Page extract:
════

And yet, STR teeters on the brink of survival.

STR is financially unstable, is too expensive to operate and is not producing enough teachers, argues the Seattle School Board, a key partner in the residency. The board’s loss of faith highlights the fundamental crisis undermining the program: Successful residencies require multiple players harmoniously working together — school districts, university or college teaching programs and fundraising entities. Without a healthy working relationship between the partners that created STR, Maria-Elena Velásquez and her classmates may be among its last graduates.

Toward the end of Studio Day, visibly exhausted, Velásquez and her classmates gathered around a library table at Adams Elementary School, snacking on popcorn and tangerines. Paulk, the fifth-grade teacher, joined them for the post-lesson brain dump. “I’m so jealous of your program,” said Paulk to the group. “When I was studying to be a teacher, my student teaching lasted just one week.”

The Studio Day lesson — weaving similes and metaphors into love poems — was overseen by a University of Washington literacy instructor and a special education instructor. This co-teaching model is unique to Studio Day and helped the grad students pay special attention to various learning differences among the fifth-graders. Having a special education professor in the room also allowed the teachers-in-training to grapple with a few of the challenges they will encounter at their future jobs.

“I noticed a few of the kids had inflatable bumpy cushions to sit on and fidget toys,” said Velásquez’s classmate James Dixon, who is currently employed as a paraprofessional in a Seattle public school while earning his teaching degree through STR. “How will I go about getting those types of supports when I’m working in a Title 1 school? Where do I get money for that?”

Seattle’s residency program originated in 2011 when Seattle Public Schools, the Alliance for Education (which raises money for the school district) and the University of Washington’s College of Education agreed to join forces to address Washington state’s teacher needs.

“The beginnings were very organic,” said Sara Morris, president and CEO of the Alliance for Education. “It was a kismet moment and we were interested in what was happening with the residency model in Boston. As close colleagues, we sat down and said, ‘We should do this here.’ ” These three partners were soon joined by the teachers’ union, the Seattle Education Association. “There were very few challenges at the beginning,” said Morris. “And having the teachers’ union as a partner eliminated so many potential roadblocks.”

But in short order, a whirlwind of leadership turnover — four superintendents in four years — led the partnership to a very publicimpasse that pitted the school district against its fundraising partner, the alliance. “We can no longer allocate our limited amount of leadership resources to initiatives with low system-wide impact or high costs,” wrote district Superintendent Larry Nyland in a letter to the alliance in October 2015. “We need funds for high-leverage initiatives with broad student impact.”

Nyland and the school board, who did not respond to repeated requests for comment for this article, noted that the alliance failed to support the district’s funding priorities, had not sustained adequate funding levels and had become a “critical friend” to the district — frequently challenging its decisions and authority — rather than an ally.

“There was no issue with the quality or scope of the residency itself,” said Morris, the alliance president. “I think if you strip away the emotion, the district was saying: ‘We just want you to be a traditional school foundation. We want to hand you a list of 50 things we need money for, you raise the money and give it to us and that’s the end of the conversation.’ But that’s not how we operate. We are recognized as an accountable entity that has oversight; there is no funder who will just write a check and say, ‘use it as you like.’ ”

════

Source data:
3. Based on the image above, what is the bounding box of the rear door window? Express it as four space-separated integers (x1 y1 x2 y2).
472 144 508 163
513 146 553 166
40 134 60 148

════

Required work: Please rewrite the part of the teacher residency text starting at "The Studio Day" and ending at "their future jobs.", renaming "Studio Day" to "Practice Day".

Completed task:
The Practice Day lesson — weaving similes and metaphors into love poems — was overseen by a University of Washington literacy instructor and a special education instructor. This co-teaching model is unique to Practice Day and helped the grad students pay special attention to various learning differences among the fifth-graders. Having a special education professor in the room also allowed the teachers-in-training to grapple with a few of the challenges they will encounter at their future jobs.